From the line containing "positive clicks: (592, 518) (592, 510)" to the end of the listing, copy each line exactly and leave out all others.

■ ■ ■ ■ ■ ■ ■

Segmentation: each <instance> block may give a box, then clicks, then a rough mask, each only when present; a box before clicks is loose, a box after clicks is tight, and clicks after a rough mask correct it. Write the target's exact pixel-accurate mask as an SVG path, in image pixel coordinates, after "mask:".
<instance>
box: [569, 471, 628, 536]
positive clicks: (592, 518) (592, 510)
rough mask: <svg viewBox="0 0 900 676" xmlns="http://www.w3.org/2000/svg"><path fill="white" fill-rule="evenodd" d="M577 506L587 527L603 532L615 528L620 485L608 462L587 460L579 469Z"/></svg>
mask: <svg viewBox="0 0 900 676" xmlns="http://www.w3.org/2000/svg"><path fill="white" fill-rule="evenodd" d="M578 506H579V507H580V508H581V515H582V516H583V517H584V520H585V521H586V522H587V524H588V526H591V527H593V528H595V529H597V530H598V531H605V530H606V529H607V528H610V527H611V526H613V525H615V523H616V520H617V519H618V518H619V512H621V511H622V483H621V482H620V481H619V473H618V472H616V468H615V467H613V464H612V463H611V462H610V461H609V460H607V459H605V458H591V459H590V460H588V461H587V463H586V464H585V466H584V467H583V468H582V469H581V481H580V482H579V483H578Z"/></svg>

■ ■ ■ ■ ■ ■ ■

# Expected output
positive clicks: (592, 518) (592, 510)
rough mask: <svg viewBox="0 0 900 676" xmlns="http://www.w3.org/2000/svg"><path fill="white" fill-rule="evenodd" d="M577 506L587 527L603 532L615 528L620 485L608 462L587 460L579 469Z"/></svg>
mask: <svg viewBox="0 0 900 676" xmlns="http://www.w3.org/2000/svg"><path fill="white" fill-rule="evenodd" d="M578 506H579V507H580V508H581V515H582V516H583V517H584V520H585V521H586V522H587V524H588V526H591V527H593V528H595V529H597V530H598V531H605V530H606V529H607V528H610V527H611V526H613V525H615V523H616V520H617V519H618V518H619V512H621V511H622V483H621V482H620V481H619V473H618V472H616V468H615V467H613V464H612V463H611V462H610V461H609V460H607V459H605V458H591V459H590V460H588V461H587V463H586V464H585V466H584V467H583V468H582V469H581V481H580V482H579V483H578Z"/></svg>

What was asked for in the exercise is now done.